INSTRUCTION
Each line that follows is to be retyped exactly.

Location identification items

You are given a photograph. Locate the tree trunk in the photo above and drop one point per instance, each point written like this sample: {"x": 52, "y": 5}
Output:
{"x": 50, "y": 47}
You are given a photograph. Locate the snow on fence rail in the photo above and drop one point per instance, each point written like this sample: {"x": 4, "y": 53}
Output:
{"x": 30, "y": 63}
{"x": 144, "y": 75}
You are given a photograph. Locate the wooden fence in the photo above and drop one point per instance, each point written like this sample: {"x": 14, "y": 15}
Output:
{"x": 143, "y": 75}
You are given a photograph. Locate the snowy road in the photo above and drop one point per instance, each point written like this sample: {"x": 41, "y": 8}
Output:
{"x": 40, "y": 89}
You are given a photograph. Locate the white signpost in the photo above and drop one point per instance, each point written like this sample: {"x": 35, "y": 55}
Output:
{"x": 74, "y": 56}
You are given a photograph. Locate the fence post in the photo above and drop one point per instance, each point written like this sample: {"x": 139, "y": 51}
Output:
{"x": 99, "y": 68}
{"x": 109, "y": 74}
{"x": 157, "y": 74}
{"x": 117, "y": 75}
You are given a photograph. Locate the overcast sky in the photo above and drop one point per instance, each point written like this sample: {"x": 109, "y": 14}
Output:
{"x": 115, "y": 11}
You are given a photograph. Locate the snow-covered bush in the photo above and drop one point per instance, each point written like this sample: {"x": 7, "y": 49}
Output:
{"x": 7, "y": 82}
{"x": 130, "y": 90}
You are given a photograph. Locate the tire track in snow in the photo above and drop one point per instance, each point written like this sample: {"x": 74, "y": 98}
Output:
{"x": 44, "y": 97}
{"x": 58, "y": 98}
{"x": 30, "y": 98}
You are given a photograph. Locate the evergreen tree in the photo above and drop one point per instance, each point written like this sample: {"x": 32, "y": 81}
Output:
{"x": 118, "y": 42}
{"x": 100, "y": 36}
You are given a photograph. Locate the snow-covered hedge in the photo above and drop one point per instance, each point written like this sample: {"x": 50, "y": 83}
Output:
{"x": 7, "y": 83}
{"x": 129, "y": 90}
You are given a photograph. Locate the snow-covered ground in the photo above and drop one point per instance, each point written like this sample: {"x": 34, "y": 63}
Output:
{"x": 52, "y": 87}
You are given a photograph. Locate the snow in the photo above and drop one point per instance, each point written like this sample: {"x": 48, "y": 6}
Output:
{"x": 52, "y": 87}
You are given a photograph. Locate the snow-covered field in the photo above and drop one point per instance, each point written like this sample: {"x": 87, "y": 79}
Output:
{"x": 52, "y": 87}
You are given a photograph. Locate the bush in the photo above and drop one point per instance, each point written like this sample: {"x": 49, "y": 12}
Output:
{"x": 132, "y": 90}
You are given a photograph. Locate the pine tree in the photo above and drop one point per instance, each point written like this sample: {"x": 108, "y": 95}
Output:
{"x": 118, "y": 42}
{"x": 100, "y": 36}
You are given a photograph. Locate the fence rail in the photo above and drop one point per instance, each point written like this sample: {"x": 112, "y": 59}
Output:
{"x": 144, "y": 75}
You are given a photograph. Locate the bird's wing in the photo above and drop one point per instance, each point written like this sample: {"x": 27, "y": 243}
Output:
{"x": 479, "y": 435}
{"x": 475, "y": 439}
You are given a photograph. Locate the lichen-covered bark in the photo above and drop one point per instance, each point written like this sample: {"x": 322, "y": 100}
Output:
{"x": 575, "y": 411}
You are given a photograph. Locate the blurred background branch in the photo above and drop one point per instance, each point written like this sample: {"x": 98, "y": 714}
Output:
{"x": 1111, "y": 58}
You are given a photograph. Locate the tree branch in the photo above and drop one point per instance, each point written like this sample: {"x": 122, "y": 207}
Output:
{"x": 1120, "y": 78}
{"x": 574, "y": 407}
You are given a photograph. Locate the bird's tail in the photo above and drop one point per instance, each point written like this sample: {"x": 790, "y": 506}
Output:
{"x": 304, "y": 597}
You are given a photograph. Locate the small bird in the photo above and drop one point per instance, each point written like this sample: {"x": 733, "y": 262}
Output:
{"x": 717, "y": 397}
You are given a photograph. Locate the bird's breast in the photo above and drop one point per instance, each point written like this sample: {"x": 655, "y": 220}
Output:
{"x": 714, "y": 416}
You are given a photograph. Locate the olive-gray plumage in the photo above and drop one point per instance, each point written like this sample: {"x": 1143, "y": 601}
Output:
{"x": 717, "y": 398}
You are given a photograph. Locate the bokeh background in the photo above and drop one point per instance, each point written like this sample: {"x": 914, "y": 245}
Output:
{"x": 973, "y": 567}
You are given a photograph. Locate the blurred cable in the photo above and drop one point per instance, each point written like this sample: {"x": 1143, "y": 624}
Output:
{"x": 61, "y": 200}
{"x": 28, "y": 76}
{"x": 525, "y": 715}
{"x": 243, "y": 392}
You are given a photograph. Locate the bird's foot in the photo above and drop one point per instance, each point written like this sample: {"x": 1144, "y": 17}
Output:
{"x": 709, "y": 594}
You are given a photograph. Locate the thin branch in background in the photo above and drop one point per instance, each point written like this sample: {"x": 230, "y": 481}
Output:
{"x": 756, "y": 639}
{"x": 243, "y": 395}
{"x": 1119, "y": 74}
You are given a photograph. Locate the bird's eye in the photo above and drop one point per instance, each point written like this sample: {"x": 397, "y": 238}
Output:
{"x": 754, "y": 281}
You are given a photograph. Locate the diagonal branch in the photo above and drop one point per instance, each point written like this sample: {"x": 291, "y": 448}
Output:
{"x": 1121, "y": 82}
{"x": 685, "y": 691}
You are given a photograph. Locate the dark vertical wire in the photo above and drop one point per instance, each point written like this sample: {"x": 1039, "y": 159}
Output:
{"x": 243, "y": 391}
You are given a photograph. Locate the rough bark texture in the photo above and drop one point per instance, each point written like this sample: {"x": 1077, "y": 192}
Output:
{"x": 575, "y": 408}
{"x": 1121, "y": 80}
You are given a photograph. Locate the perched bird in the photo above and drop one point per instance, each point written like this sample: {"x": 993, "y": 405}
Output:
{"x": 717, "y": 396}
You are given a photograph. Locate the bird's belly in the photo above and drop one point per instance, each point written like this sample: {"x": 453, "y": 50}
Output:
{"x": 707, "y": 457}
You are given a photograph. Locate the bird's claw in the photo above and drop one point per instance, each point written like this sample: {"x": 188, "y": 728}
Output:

FULL RESPONSE
You are given a photograph. Locate the tree trunk in the photo above and drop one point per instance, each point written like this sample: {"x": 52, "y": 5}
Output:
{"x": 50, "y": 47}
You are given a photograph. Locate the snow on fence rail in the photo above and drop one point per instance, each point written like this sample: {"x": 4, "y": 53}
Output:
{"x": 30, "y": 63}
{"x": 144, "y": 75}
You are given a photograph. Locate the wooden fence in the photo above and drop one point per instance, each point written like this sample: {"x": 14, "y": 15}
Output:
{"x": 143, "y": 75}
You are given a photograph. Locate the snowy road in the photo above and drop one point per instance, each point written like this sample: {"x": 41, "y": 8}
Output:
{"x": 40, "y": 89}
You are given a photograph. Locate the white signpost in the photo above and drop one point per instance, each point written like this sample: {"x": 35, "y": 55}
Output:
{"x": 74, "y": 56}
You are given a photograph. Locate the fence post in the photo above and drop one point per instance, each point written like this sample: {"x": 139, "y": 51}
Output:
{"x": 99, "y": 68}
{"x": 109, "y": 74}
{"x": 157, "y": 74}
{"x": 117, "y": 75}
You are given a photograph. Locate the overcast sky in the photo above and drop one point per instance, each point written like this sample: {"x": 109, "y": 14}
Output:
{"x": 115, "y": 11}
You are given a photograph. Locate the snow-covered bush in the photo above and drop one point per instance, each point written like this sample: {"x": 7, "y": 49}
Output:
{"x": 7, "y": 82}
{"x": 130, "y": 90}
You are given a photograph. Locate the tire track in snow in the photo above and drop one point per instance, each point written like this sample: {"x": 74, "y": 98}
Output:
{"x": 44, "y": 97}
{"x": 58, "y": 98}
{"x": 30, "y": 98}
You are given a photograph. Locate the evergreen tree in the photo above and drop one point per instance, each point written like this sample: {"x": 32, "y": 81}
Output:
{"x": 118, "y": 42}
{"x": 100, "y": 36}
You are given a photograph. Locate the snow-covered hedge in the photo above and drop one point per instance, each point written like this sample: {"x": 50, "y": 83}
Output:
{"x": 7, "y": 83}
{"x": 129, "y": 90}
You are given a photograph. Locate the snow-covered ground in the photo above and drop one point per instance, each point written like this sample: {"x": 34, "y": 63}
Output:
{"x": 52, "y": 87}
You are given a photograph. Locate the snow in the photo above and drop one point per instance, each point written like this sample: {"x": 48, "y": 6}
Output:
{"x": 52, "y": 87}
You are given a photograph. Locate the snow-covered field in the photo above and drop one point per instance, each point written like this sample: {"x": 87, "y": 79}
Output:
{"x": 52, "y": 87}
You are given a photograph. Locate the bush in the photo above and drop one point per instance, each point written like this sample: {"x": 49, "y": 12}
Output:
{"x": 132, "y": 90}
You are given a photograph. Locate the pine tree in the photo above and drop one point per instance, each point written like this sample: {"x": 108, "y": 95}
Output:
{"x": 118, "y": 42}
{"x": 100, "y": 36}
You are given a photograph. Locate the fence rail in the photo above and drop one point per instance, each point written like this sample: {"x": 112, "y": 59}
Output:
{"x": 144, "y": 75}
You are given a photograph. Locate the bird's wing in the photo above and drop one point per instance, each point written like this sample: {"x": 27, "y": 243}
Output:
{"x": 479, "y": 435}
{"x": 475, "y": 439}
You are given a photograph. Locate the lichen-covered bark in the photo above and drop one point per instance, each point written like this sample: {"x": 322, "y": 100}
Output:
{"x": 575, "y": 411}
You are given a photograph. Locate the blurred background branch in the photo above and drop one point per instance, each point written like this sample: {"x": 98, "y": 714}
Output:
{"x": 1111, "y": 58}
You are given a photograph. Locate the tree branch in the photo above and drop one point per instance, each point written like this sample: {"x": 122, "y": 207}
Output:
{"x": 1120, "y": 78}
{"x": 574, "y": 407}
You are given a photograph. Locate the bird's tail in the photo above and drop one point per instance, each point written like this sample: {"x": 790, "y": 506}
Output:
{"x": 304, "y": 597}
You are given a photograph. Locate the small bird in the photo above and drop one point per instance, each point written like this sample: {"x": 733, "y": 262}
Output:
{"x": 717, "y": 397}
You are given a photograph. Locate the bird's breast in the photo above and drop one point per instance, each point written like this sample: {"x": 655, "y": 220}
Output:
{"x": 714, "y": 416}
You are given a photograph. Locate the olive-gray plumage in the photo above and drop one point per instance, each point written like this sample: {"x": 1143, "y": 601}
Output:
{"x": 717, "y": 398}
You are given a photograph. Locate the bokeh background in the photo above and drop one point per instance, each point written like this sample: {"x": 914, "y": 245}
Output:
{"x": 973, "y": 567}
You are given a photograph. Locate the blurred cable in the photo above and drop one point per instance, each point written like this sample: {"x": 1143, "y": 624}
Output:
{"x": 61, "y": 200}
{"x": 28, "y": 76}
{"x": 525, "y": 715}
{"x": 243, "y": 392}
You are given a photograph. Locate the bird's foot in the photo above and drop one point per instance, each point written like this sample: {"x": 1144, "y": 17}
Output:
{"x": 709, "y": 594}
You are given a photograph. Locate the thin branch in background in the photo above and drop one point per instance, each point written like this sample: {"x": 230, "y": 481}
Output:
{"x": 756, "y": 639}
{"x": 243, "y": 395}
{"x": 1119, "y": 74}
You are given a photograph. Locate the bird's eye in the photo above and drop one point per instance, each point written like this sample: {"x": 397, "y": 238}
Output:
{"x": 754, "y": 281}
You are given a photograph. Locate the diagonal branch in the photo above and drop one point per instance, each point written like this sample: {"x": 291, "y": 448}
Output:
{"x": 1121, "y": 82}
{"x": 685, "y": 691}
You are given a photograph. Locate the dark vertical wire in the photo above and drop one point per instance, each point written like this sample: {"x": 1039, "y": 159}
Output:
{"x": 243, "y": 391}
You are given a photograph. Locate the rough bark texture in the photo above and drop one point per instance, each point written like this sample: {"x": 1077, "y": 192}
Output:
{"x": 575, "y": 408}
{"x": 1121, "y": 80}
You are given a photograph. Locate the perched bird in the photo above and drop one point per instance, each point written like this sample: {"x": 993, "y": 405}
Output:
{"x": 717, "y": 396}
You are given a photograph. Locate the bird's belly in the photo above and drop one point per instance, each point written like this sample: {"x": 453, "y": 50}
Output:
{"x": 707, "y": 457}
You are given a photograph. Locate the bird's claw in the photo above and drop one point per instance, each point written like this sample: {"x": 188, "y": 728}
Output:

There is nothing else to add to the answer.